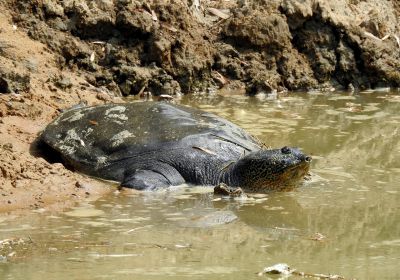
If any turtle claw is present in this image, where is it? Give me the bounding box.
[214,183,246,197]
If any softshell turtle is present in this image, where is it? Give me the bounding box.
[39,102,311,192]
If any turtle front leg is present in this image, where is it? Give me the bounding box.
[121,170,185,190]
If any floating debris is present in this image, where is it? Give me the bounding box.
[310,232,326,241]
[258,263,345,280]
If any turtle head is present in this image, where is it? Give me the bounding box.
[227,147,311,192]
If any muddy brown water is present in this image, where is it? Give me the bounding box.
[0,91,400,279]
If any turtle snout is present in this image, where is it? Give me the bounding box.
[281,146,291,154]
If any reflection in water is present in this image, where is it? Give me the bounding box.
[0,92,400,279]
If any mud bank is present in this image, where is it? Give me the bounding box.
[4,0,400,95]
[0,0,400,211]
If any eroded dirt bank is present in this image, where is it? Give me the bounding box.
[0,0,400,211]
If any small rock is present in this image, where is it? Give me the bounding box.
[55,77,72,90]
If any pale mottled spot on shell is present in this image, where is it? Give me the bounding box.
[111,130,135,147]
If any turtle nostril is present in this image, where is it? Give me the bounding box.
[281,146,290,154]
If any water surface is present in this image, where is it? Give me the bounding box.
[0,91,400,279]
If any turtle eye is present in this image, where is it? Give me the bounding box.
[281,146,290,154]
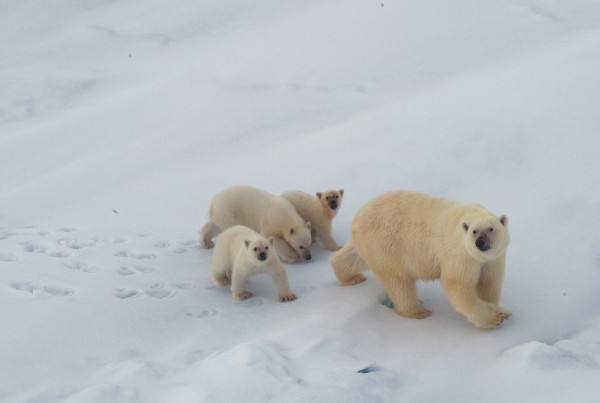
==============================
__WRITTEN INSTRUCTION__
Turn every line of the records above into a numbered list, leaving out blank lines and the pictures.

__EXERCISE RESPONSE__
1. If any turtle claw is present in this image, where is it? Give me the bounding box.
2. [214,183,246,197]
3. If any softshell turtle is present in this image, where is it? Give me the bounding box.
4. [39,102,311,192]
5. If any turtle front leg is present in this image, where is it? Give me the bounding box.
6. [121,170,185,190]
7. If any floating debris is present in this image, where is it? Give me the bounding box.
8. [310,232,326,241]
9. [258,263,345,280]
10. If any turtle head is present in this image, where is it? Give me the bounding box.
11. [227,147,311,192]
12. If any muddy brown water is present in this image, where is it? Give me the bounding box.
13. [0,91,400,279]
14. If any turtle snout is present in this image, where is it? Give me the bounding box.
15. [281,146,291,154]
16. If any reflection in water is present in this image, where is it? Give me the bounding box.
17. [0,92,400,279]
18. If any mud bank is present in this image, where is it? Give me the bounding box.
19. [4,0,400,95]
20. [0,0,400,211]
21. If any eroded dirt bank is present in this image, where is it? Give me the bounding box.
22. [0,0,400,211]
23. If any small rock is present in this image, where is it? Give me the bounding box.
24. [55,77,72,90]
25. If any pale mottled spot on shell is present in this image, where is it? Give me the bounding box.
26. [111,130,135,147]
27. If any turtle nostril is present in this image, where is it? Give me the bounding box.
28. [281,146,290,154]
29. If any water surface is present in this image, where is it? Give me the bounding box.
30. [0,91,400,279]
31. If any turtle eye is present in this image, where is it? Give me the bounding box.
32. [281,146,290,154]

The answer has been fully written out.